> TEXT SHOWN:
New affordable housing strategy excites players
President William Ruto during the launch of the proposed Kibera Soweto East Zone B Social Housing Project in Lang’ata, Nairobi County. PD/Gerald Ithana

Barely three months into his administration, President William Ruto is attempting to do what his predecessor often said he was planning to do to make the affordable housing plan a reality to Kenyans.

Details of a recent State House meetings have excited industry stakeholders who want to see the government take a more active role in reducing legal and financial restrictions on housing supply.

After ideas from the past administration were watered down and deferred, new suggestions including a special purpose vehicle akin to the Real Estate Investment Trust (REITs), from the House on the Hill, are beginning to take shape.

Its aim (a specialised financing vehicle), according to insiders, is to make that “dream” a little more affordable by encouraging investors in the pension sector to firmly participate in the programme.

Proposals contained in an economic transformation agenda draft paper for the housing and infrastructure chapter by pension funds, show that pensioners would prefer complete autonomy, if the private sector is to easily participate in the scheme’s offtake, which failed under former President Uhuru Kenyatta.

[Bounding box annotation entries]
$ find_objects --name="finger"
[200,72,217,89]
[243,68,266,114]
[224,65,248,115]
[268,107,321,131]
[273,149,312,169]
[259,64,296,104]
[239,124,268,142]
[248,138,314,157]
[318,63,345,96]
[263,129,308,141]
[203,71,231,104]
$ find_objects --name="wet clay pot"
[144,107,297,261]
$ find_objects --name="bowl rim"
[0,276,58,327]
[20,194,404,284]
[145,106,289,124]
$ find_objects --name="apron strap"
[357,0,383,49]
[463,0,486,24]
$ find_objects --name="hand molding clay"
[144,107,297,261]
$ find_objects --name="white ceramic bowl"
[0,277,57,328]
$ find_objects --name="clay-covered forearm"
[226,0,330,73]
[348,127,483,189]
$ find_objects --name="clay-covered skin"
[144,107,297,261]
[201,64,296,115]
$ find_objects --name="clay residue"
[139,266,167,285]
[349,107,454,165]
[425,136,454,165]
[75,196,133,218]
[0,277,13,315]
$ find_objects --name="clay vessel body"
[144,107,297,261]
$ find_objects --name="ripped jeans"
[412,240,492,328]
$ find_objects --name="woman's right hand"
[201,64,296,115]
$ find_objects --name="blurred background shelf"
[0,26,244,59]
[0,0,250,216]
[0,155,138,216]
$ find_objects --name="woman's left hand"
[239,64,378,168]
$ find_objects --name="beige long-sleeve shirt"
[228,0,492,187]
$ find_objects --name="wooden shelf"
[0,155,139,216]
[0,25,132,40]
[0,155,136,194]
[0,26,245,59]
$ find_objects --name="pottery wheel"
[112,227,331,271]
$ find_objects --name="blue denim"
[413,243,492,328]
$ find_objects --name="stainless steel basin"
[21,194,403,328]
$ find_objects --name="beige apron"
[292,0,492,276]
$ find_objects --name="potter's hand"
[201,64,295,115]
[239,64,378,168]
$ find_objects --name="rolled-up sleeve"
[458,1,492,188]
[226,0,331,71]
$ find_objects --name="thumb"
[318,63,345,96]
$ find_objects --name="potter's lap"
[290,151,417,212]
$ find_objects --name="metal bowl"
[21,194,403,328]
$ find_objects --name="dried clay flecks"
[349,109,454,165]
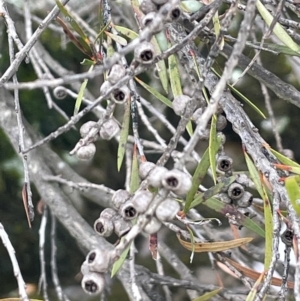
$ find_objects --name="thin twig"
[0,223,29,301]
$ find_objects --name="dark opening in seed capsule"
[219,159,231,171]
[141,50,153,62]
[124,206,136,217]
[166,177,178,187]
[232,187,243,196]
[84,280,98,293]
[114,91,125,101]
[88,252,96,263]
[95,222,105,233]
[171,8,180,19]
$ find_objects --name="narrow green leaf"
[73,65,94,116]
[212,68,266,119]
[269,148,300,167]
[187,227,195,263]
[183,148,210,213]
[180,0,203,13]
[208,115,221,185]
[192,287,223,301]
[186,121,194,137]
[129,147,140,193]
[151,37,169,94]
[135,77,172,108]
[155,30,168,52]
[285,176,300,216]
[190,176,236,208]
[106,37,115,57]
[80,59,95,66]
[113,25,139,40]
[55,0,90,50]
[203,198,265,237]
[111,243,130,278]
[117,101,130,171]
[244,151,273,264]
[94,22,110,45]
[104,31,127,46]
[168,54,182,97]
[256,0,300,53]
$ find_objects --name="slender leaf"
[117,101,130,171]
[190,176,236,208]
[151,37,169,94]
[111,243,130,278]
[219,257,294,289]
[135,77,172,108]
[177,234,253,253]
[113,25,139,40]
[73,65,94,116]
[183,148,210,213]
[129,146,140,193]
[104,31,127,46]
[80,59,95,66]
[180,0,203,13]
[212,68,266,119]
[192,287,223,301]
[256,0,300,53]
[285,176,300,216]
[203,198,265,237]
[244,151,273,270]
[168,54,182,97]
[208,115,221,185]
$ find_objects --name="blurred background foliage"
[0,0,300,300]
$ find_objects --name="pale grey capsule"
[100,118,120,140]
[119,200,138,220]
[227,183,245,200]
[76,143,96,160]
[217,192,232,204]
[140,0,157,15]
[100,80,112,95]
[111,189,130,210]
[110,86,131,104]
[131,190,153,213]
[81,272,105,295]
[53,86,67,99]
[216,115,227,131]
[152,0,168,5]
[144,216,162,234]
[80,260,90,275]
[217,155,233,172]
[155,198,180,222]
[139,161,156,179]
[166,6,181,22]
[162,169,192,196]
[107,64,126,85]
[172,95,191,116]
[142,12,164,34]
[113,215,132,237]
[100,208,118,219]
[86,249,111,273]
[134,41,155,65]
[94,217,114,237]
[79,121,97,138]
[236,191,253,208]
[148,166,168,188]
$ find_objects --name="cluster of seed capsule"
[76,118,120,160]
[217,155,253,208]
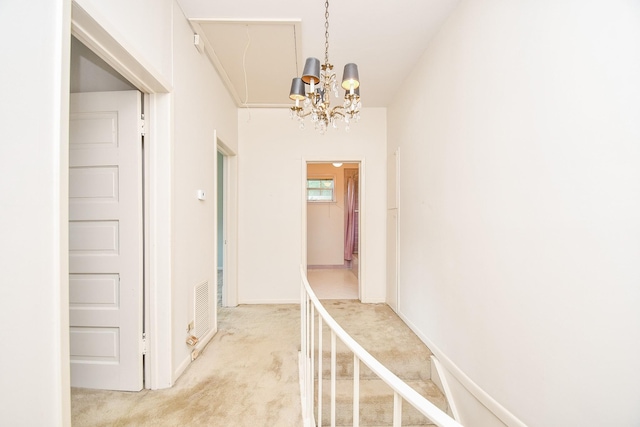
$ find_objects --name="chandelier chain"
[286,0,362,133]
[324,0,329,64]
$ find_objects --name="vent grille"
[193,282,209,338]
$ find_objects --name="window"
[307,177,335,202]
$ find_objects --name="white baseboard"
[431,355,460,422]
[398,310,527,427]
[171,329,218,384]
[238,298,300,305]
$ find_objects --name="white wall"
[0,0,71,426]
[70,37,136,93]
[238,108,387,304]
[388,0,640,426]
[0,0,237,426]
[307,163,358,266]
[172,5,237,377]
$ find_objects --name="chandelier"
[289,0,362,134]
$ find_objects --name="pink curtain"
[344,177,356,261]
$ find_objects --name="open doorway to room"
[306,162,360,299]
[216,142,238,307]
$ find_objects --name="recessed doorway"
[305,162,360,299]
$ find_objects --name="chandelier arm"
[289,0,360,133]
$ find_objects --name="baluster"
[353,353,360,427]
[318,314,323,426]
[393,392,402,427]
[331,329,336,427]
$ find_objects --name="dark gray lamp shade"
[289,77,304,101]
[342,62,360,90]
[302,58,320,84]
[344,86,360,98]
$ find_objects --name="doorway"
[305,161,361,299]
[216,142,238,307]
[70,2,173,389]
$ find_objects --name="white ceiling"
[177,0,459,107]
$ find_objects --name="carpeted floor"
[71,300,446,427]
[71,305,302,427]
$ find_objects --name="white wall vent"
[193,282,209,338]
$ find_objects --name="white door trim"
[300,159,368,302]
[70,1,174,389]
[216,139,238,307]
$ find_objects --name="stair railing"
[300,266,462,427]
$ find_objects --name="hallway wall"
[238,108,387,304]
[388,0,640,426]
[0,0,71,426]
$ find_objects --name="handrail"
[300,266,462,427]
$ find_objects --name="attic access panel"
[191,19,302,107]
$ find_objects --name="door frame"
[300,155,368,302]
[70,1,174,389]
[216,138,238,307]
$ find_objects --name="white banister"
[300,266,462,427]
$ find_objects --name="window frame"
[305,174,338,203]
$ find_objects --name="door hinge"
[138,114,145,136]
[142,332,147,354]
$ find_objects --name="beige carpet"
[71,300,447,427]
[71,305,302,427]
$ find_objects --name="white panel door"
[69,91,143,391]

> TO DO:
(A) In the housing article, what is the proposed special purpose vehicle likened to?
(B) Count the lines of the records that contain the string "background", and give only the number.
The records have no connection to the text.

> SET OF ANSWERS:
(A) The Real Estate Investment Trust (REITs).

(B) 2